## Start Page
[ClusterLabs] "pacemakerd: recover properly from Corosync crash" fix

Tue Apr 23 10:37:13 EDT 2024

On Tue, Apr 23, 2024 at 10:34 AM Klaus Wenninger <kwenning at redhat.com>
wrote:

>
>
> On Tue, Apr 23, 2024 at 9:53 AM NOLIBOS Christophe <
> christophe.nolibos at thalesgroup.com> wrote:
>
>> Classified as: {OPEN}
>>
>>
>>
>> Other strange thing.
>>
>> On RHEL 7, corosync is restarted while the “Restart=on-failure » line is
>> commented.
>>
>> I think also that something changed in the pacemaker behavior, or
>> somewhere else.
>>
>
> That is how it was working before introduction of the reconnection to
> corosync.
> Previously pacemaker would fail and systemd would restart it checking the
> services
> pacemaker depends on. And finding corosync not running it would be
> restarted.
>

>From what I've read there has been a change in how systemd is handling
restart
of dependent services a while back as well. So changed behavior can come
from
that as well. Just for completeness ...

Klaus

>
> Klaus
>
>
>>
>>
>> *De :* Klaus Wenninger <kwenning at redhat.com>
>> *Envoyé :* lundi 22 avril 2024 12:41
>> *À :* NOLIBOS Christophe <christophe.nolibos at thalesgroup.com>
>> *Cc :* Cluster Labs - All topics related to open-source clustering
>> welcomed <users at clusterlabs.org>
>> *Objet :* Re: [ClusterLabs] "pacemakerd: recover properly from Corosync
>> crash" fix
>>
>>
>>
>>
>>
>>
>>
>> On Mon, Apr 22, 2024 at 12:32 PM NOLIBOS Christophe <
>> christophe.nolibos at thalesgroup.com> wrote:
>>
>> Classified as: {OPEN}
>>
>>
>>
>> You are right : the “Restart=on-failure” line is commented and so,
>> disabled per default.
>>
>> Uncommenting it resolves my issue.
>>
>>
>>
>> Maybe pacemaker changed behavior here without syncing enough with
>> corosync behavior.
>>
>> We'll look into that to see which approach is better - restart corosync
>> on failure - or have
>>
>> pacemaker be restarted by systemd which should in turn restart corosync
>> as well.
>>
>>
>>
>> Klaus
>>
>>
>>
>> Thanks a lot.
>>
>> Christophe.
>>
>>
>>
>> *De :* Klaus Wenninger <kwenning at redhat.com>
>> *Envoyé :* lundi 22 avril 2024 11:06
>> *À :* NOLIBOS Christophe <christophe.nolibos at thalesgroup.com>
>> *Cc :* Cluster Labs - All topics related to open-source clustering
>> welcomed <users at clusterlabs.org>
>> *Objet :* Re: [ClusterLabs] "pacemakerd: recover properly from Corosync
>> crash" fix
>>
>>
>>
>>
>>
>>
>>
>> On Mon, Apr 22, 2024 at 9:51 AM NOLIBOS Christophe <
>> christophe.nolibos at thalesgroup.com> wrote:
>>
>> Classified as: {OPEN}
>>
>>
>>
>> ‘kill -9’ command.
## End Page
## Start Data excerpt
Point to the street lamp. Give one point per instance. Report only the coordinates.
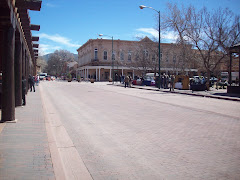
## End Data excerpt
**Directions**
Answer these questions from the Corosync crash thread, one per line:
1. Which line resolved Christophe's issue once uncommented?
2. On which RHEL version is corosync restarted even while that line is commented?
3. According to Klaus's latest message, what change in systemd could also explain the different behavior?

**Reply**
1. The "Restart=on-failure" line.
2. RHEL 7.
3. A change a while back in how systemd handles restarting dependent services.